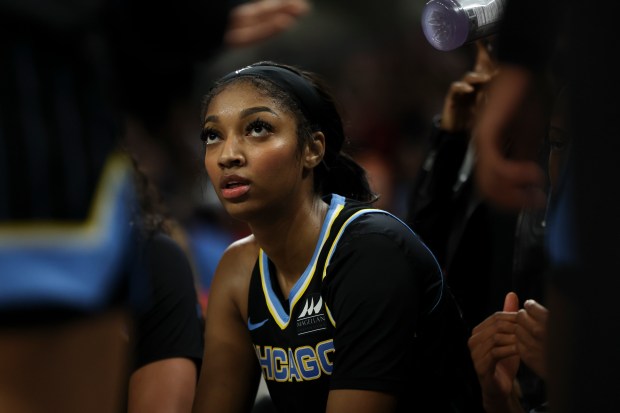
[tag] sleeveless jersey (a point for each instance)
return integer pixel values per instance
(354, 317)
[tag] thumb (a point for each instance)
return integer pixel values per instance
(511, 302)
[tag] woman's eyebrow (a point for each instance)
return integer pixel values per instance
(244, 113)
(256, 109)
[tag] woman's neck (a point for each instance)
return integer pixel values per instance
(290, 240)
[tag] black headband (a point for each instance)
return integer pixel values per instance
(312, 105)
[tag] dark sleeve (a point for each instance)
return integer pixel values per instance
(373, 293)
(431, 202)
(171, 324)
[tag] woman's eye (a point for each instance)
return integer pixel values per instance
(259, 128)
(209, 136)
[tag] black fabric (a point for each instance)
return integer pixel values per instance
(170, 324)
(473, 241)
(395, 328)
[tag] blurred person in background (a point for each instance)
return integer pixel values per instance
(583, 225)
(473, 240)
(71, 76)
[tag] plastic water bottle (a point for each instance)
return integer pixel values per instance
(448, 24)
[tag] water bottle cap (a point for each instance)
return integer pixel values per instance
(445, 24)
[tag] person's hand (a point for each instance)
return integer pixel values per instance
(465, 96)
(493, 348)
(508, 135)
(259, 20)
(531, 335)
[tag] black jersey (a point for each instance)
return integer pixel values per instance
(357, 318)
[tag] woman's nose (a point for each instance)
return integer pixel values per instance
(231, 154)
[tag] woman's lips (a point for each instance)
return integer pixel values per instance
(232, 187)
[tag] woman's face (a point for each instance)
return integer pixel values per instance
(252, 155)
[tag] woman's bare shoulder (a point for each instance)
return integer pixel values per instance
(242, 252)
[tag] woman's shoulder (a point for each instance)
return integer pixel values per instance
(241, 253)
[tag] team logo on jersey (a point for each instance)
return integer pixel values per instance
(312, 316)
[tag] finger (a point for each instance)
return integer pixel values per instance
(511, 302)
(254, 12)
(495, 318)
(258, 32)
(484, 62)
(533, 327)
(536, 310)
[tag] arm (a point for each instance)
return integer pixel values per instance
(374, 302)
(433, 202)
(230, 373)
(494, 353)
(255, 21)
(163, 386)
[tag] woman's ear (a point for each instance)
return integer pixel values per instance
(314, 151)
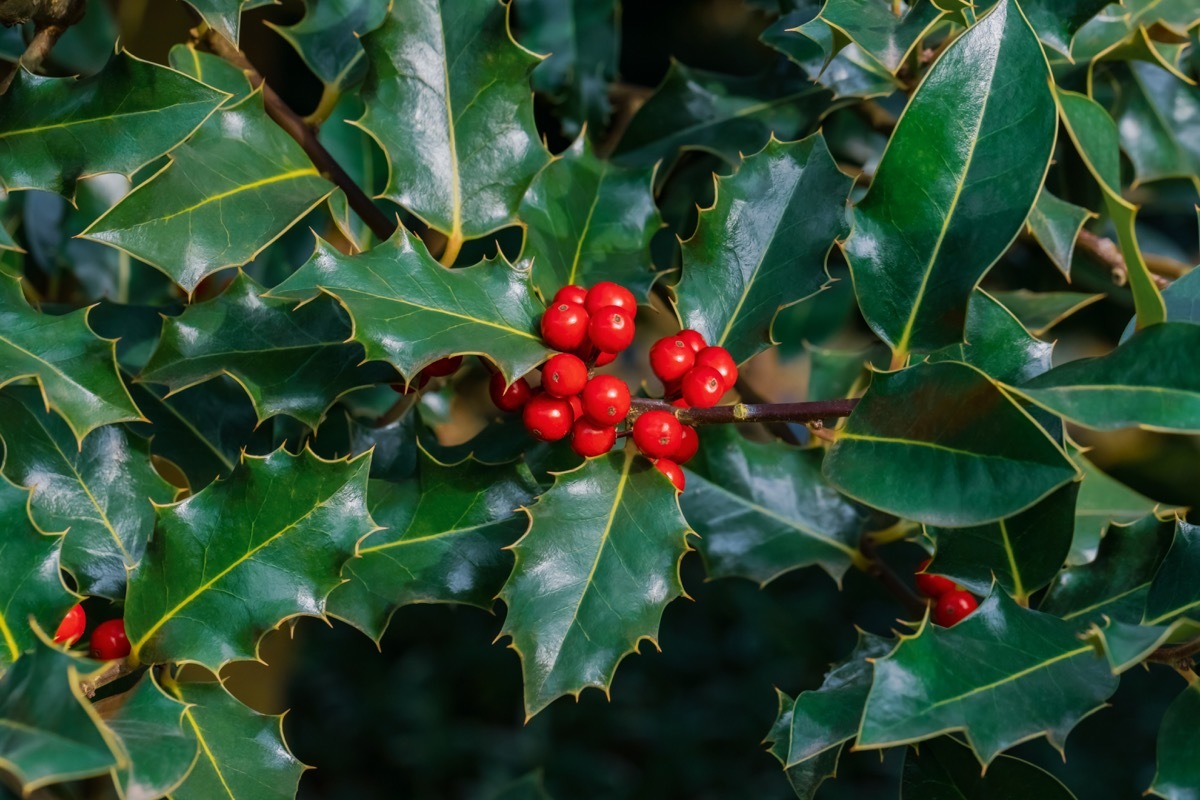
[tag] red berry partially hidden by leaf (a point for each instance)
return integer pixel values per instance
(72, 626)
(108, 641)
(953, 607)
(564, 326)
(657, 433)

• • • •

- [INSTRUCTIONS TO FOLLOW]: Copy out all of the material above word for word, leaving out the pictures.

- [SOLVED PROBLEM]:
[tag] sleeveless jersey (a point for each instance)
return integer pixel values per instance
(354, 317)
[tag] thumb (a point for each instance)
return integer pixel values per instance
(511, 302)
[tag] woman's eyebrow (a point for each instance)
return integer pixel values per instance
(244, 113)
(256, 109)
[tag] woman's neck (a point for each instance)
return integer pixel values per instance
(290, 240)
[tag] black headband (a point for each instance)
return integer pixel values per instance
(312, 105)
[tag] dark sleeve (a point for each instance)
return integer pixel values per instance
(373, 293)
(431, 202)
(171, 324)
[tag] woman's eye (a point for each instance)
return integer pixel values per instance
(259, 128)
(209, 136)
[tag] black fabric (a point for each instance)
return integer pixel values per instance
(170, 324)
(473, 241)
(395, 328)
[tag] blurred person in background (a point for each instance)
return integer pixel values per instance
(583, 225)
(473, 240)
(71, 76)
[tag] plastic water bottle (a point for each instance)
return integer pixel values per instance
(448, 24)
[tag] water bottle cap (a point for each instance)
return integer pixel values per instance
(445, 24)
[tag] person's hand (a point for each instance)
return integer pixel values per instance
(465, 96)
(493, 348)
(508, 135)
(259, 20)
(531, 335)
[tag] black jersey (a point for each instance)
return integer pixel values per instance
(357, 318)
[tag] woman's nose (a point for each instance)
return integer pixel values per instance
(231, 154)
[tag] woman's lips (a point for each instance)
return integer pixel values per instance
(232, 187)
[tag] woman's face (a point for each instance)
return integer pixel values per instance
(252, 155)
[tag] woman's bare shoulder (a point for each instance)
return integer pixel values per instance
(242, 252)
[tag] woman's shoulder (a point for each instance)
return integer pixel values per instance
(241, 253)
[tag] team logo on jersey (a point for each instance)
return integer pixel values per instance
(312, 316)
[tag] finger (a point for each instance)
return integer pixel values per instance
(511, 302)
(254, 12)
(495, 318)
(258, 32)
(484, 62)
(533, 327)
(536, 310)
[tag] arm (a point for each instance)
return integer pixel values per instance
(374, 302)
(433, 202)
(230, 373)
(494, 353)
(255, 21)
(163, 386)
[tag] woman's ear (a point for each instance)
return integer pixel values per instance
(314, 151)
[tag] red berry partially hidden by leaf (a point for each instance)
return integer pixel values per instance
(72, 626)
(108, 641)
(953, 607)
(564, 326)
(657, 433)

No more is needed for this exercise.